*Work required*
Please format every line of the material below as a Markdown table with the columns Row and Line, leaving out blank lines.

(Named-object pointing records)
>>>
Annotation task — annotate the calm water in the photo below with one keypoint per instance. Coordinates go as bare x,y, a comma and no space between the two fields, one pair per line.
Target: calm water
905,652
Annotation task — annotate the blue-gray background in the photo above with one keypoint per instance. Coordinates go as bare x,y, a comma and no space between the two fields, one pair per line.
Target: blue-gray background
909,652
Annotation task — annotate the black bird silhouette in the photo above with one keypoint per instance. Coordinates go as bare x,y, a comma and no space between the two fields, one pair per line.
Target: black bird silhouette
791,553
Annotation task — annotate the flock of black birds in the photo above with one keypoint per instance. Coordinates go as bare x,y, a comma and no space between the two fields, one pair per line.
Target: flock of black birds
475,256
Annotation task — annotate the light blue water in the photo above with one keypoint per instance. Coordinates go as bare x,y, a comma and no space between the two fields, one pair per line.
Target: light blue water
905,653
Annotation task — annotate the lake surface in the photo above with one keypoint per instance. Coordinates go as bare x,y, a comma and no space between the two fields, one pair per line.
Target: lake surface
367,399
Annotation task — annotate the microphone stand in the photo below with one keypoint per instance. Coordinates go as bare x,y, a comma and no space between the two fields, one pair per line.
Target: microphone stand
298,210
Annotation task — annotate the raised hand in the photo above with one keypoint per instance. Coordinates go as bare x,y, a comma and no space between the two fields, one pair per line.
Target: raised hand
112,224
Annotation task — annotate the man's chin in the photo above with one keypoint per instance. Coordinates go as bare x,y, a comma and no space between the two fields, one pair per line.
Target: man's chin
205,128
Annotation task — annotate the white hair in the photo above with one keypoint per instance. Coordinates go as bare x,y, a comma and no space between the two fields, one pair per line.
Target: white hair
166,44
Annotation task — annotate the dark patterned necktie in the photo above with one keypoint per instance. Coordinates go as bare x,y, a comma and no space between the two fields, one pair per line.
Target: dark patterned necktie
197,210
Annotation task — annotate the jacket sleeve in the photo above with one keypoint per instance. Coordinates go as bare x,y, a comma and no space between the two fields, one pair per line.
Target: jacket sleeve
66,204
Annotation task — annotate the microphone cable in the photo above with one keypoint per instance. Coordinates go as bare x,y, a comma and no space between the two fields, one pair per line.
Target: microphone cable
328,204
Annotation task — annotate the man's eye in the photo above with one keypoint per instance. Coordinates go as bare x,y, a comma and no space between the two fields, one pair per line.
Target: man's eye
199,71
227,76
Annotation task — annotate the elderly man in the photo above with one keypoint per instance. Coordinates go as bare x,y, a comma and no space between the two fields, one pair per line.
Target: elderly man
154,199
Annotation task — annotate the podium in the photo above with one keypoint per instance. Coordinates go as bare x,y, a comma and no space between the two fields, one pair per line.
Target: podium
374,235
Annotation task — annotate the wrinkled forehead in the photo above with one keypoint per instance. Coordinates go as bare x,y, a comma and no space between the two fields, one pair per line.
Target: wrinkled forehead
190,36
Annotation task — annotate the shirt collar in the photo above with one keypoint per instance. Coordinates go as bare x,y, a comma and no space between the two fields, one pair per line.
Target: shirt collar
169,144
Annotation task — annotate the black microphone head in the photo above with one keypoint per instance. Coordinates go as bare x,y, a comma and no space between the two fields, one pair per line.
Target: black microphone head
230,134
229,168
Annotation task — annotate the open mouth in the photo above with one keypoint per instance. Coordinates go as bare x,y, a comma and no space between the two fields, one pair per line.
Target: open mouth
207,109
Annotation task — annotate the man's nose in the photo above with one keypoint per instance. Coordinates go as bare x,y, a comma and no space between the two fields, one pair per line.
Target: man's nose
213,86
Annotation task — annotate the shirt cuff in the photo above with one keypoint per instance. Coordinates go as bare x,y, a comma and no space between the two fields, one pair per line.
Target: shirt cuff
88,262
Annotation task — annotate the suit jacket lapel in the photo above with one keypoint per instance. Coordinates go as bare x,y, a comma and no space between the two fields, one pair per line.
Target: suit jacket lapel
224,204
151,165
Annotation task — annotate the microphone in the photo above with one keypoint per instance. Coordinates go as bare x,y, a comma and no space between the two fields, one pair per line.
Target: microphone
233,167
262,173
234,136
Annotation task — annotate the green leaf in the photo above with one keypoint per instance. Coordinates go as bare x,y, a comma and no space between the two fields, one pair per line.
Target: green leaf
<<<
*Answer to this exercise*
| Row | Line |
|---|---|
| 1 | Annotation task — annotate the calm water in the photo below with one keypoint per instance. Coordinates go as bare x,y, a comma and no space between the two fields, one pair per line. |
| 2 | Target: calm water |
| 3 | 905,652 |
| 4 | Annotation task — annotate the blue-gray background in the photo above with one keypoint per instance. Coordinates go as bare x,y, a comma and no space between the two fields, one pair per line. |
| 5 | Target: blue-gray background |
| 6 | 909,652 |
| 7 | Annotation task — annotate the black bird silhouette in the photo above with one keypoint per instance. Coordinates go as bare x,y, a comma and no space between the two fields, one pair per line. |
| 8 | Target: black bird silhouette |
| 9 | 791,553 |
| 10 | Annotation task — annotate the flock of black birds in the photo above with one keypoint per instance. Coordinates go as bare x,y, a comma and no space between the two fields, one pair per line. |
| 11 | Target: flock of black birds |
| 12 | 475,256 |
| 13 | Annotation task — annotate the light blue water in the photo above with one keypoint per instance. Coordinates go as bare x,y, a comma and no space between the two fields, one pair per line. |
| 14 | Target: light blue water |
| 15 | 905,653 |
| 16 | Annotation task — annotate the lake surface in the photo above with one keypoint per instance. Coordinates go as bare x,y, a comma and no space between the two fields, one pair per line. |
| 17 | Target: lake surface |
| 18 | 367,399 |
| 19 | Annotation task — annotate the microphone stand in the photo below with one keypoint per instance. Coordinates go as bare x,y, a comma and no space between the two fields, one pair per line. |
| 20 | Target: microphone stand |
| 21 | 298,210 |
| 22 | Annotation task — annotate the raised hand in the photo above with one keypoint per instance. Coordinates go as bare x,y, a comma and no space between the two fields, one pair per line. |
| 23 | Target: raised hand |
| 24 | 112,224 |
| 25 | Annotation task — annotate the man's chin in the photo above with one keypoint per instance. Coordinates go as bare x,y, a comma and no space between the two fields, one pair per line. |
| 26 | Target: man's chin |
| 27 | 205,128 |
| 28 | Annotation task — annotate the white hair in the photo above with one keypoint per instance. Coordinates go as bare x,y, a comma and no space between the two fields, one pair per line. |
| 29 | Target: white hair |
| 30 | 166,44 |
| 31 | Annotation task — annotate the dark patterned necktie in the photo above with one keypoint per instance. Coordinates go as bare x,y, a comma and no space between the two fields, one pair per line. |
| 32 | Target: dark patterned necktie |
| 33 | 197,210 |
| 34 | Annotation task — annotate the jacket sleeve in the photo above with one keypoint per instance. Coordinates go as bare x,y, a comma and no space between the two fields, one pair per line. |
| 35 | Target: jacket sleeve |
| 36 | 66,204 |
| 37 | Annotation task — annotate the microphone cable in the photo above with one keypoint per instance. Coordinates go as bare x,y, a comma and no space between the two fields, one pair per line. |
| 38 | Target: microphone cable |
| 39 | 328,204 |
| 40 | Annotation task — annotate the man's eye in the photo above with one keypoint per instance. Coordinates go as bare x,y, a comma and no space between the two fields, one pair per line. |
| 41 | Target: man's eye |
| 42 | 199,71 |
| 43 | 227,76 |
| 44 | Annotation task — annotate the elderly man in the photo above with one keypoint per instance. Coordinates go as bare x,y, a comma and no space between the two fields, one pair per line. |
| 45 | Target: elderly man |
| 46 | 154,199 |
| 47 | Annotation task — annotate the podium in the photo above with one keypoint per instance. Coordinates go as bare x,y, a comma and no space between the two fields, one pair per line. |
| 48 | Target: podium |
| 49 | 374,235 |
| 50 | Annotation task — annotate the wrinkled forehead in the photo above with one keypoint per instance. Coordinates go as bare x,y, a comma and no space between the two fields, one pair per line. |
| 51 | Target: wrinkled forehead |
| 52 | 190,36 |
| 53 | Annotation task — annotate the shirt collar in the photo above with one keypoint per instance. Coordinates go as bare x,y, a comma and no space between the two fields, one pair per line. |
| 54 | Target: shirt collar |
| 55 | 169,144 |
| 56 | Annotation task — annotate the black microphone head in the photo above with one keypoint per instance. Coordinates go as bare x,y, a comma and no space between the two fields, one pair per line. |
| 57 | Target: black microphone head |
| 58 | 230,134 |
| 59 | 229,168 |
| 60 | Annotation task — annotate the open mouth in the photo above with one keypoint per instance. Coordinates go as bare x,y, a comma and no space between the two fields, one pair per line. |
| 61 | Target: open mouth |
| 62 | 207,109 |
| 63 | Annotation task — annotate the man's nose in the photo above with one keypoint per instance. Coordinates go as bare x,y, a comma and no space between the two fields, one pair per line. |
| 64 | Target: man's nose |
| 65 | 213,86 |
| 66 | Annotation task — annotate the shirt cuff in the photo above with one keypoint per instance. Coordinates go as bare x,y, a comma and no space between the two fields, one pair per line. |
| 67 | Target: shirt cuff |
| 68 | 88,262 |
| 69 | Annotation task — annotate the suit jacket lapel in the photo above with one keypoint per instance. Coordinates go as bare x,y, a comma and no space between the two fields, one pair per line. |
| 70 | Target: suit jacket lapel |
| 71 | 224,204 |
| 72 | 151,165 |
| 73 | Annotation task — annotate the microphone in the photo above with one keypoint per instance. Coordinates go as bare x,y, a comma and no space between the two fields, one pair per line. |
| 74 | Target: microphone |
| 75 | 233,167 |
| 76 | 262,173 |
| 77 | 234,136 |
| 78 | Annotation task — annotate the green leaf in the photo above with one keypoint per instance. Coordinates go as bare x,y, a comma and no space between the two fields, one pair per line. |
| 79 | Target: green leaf |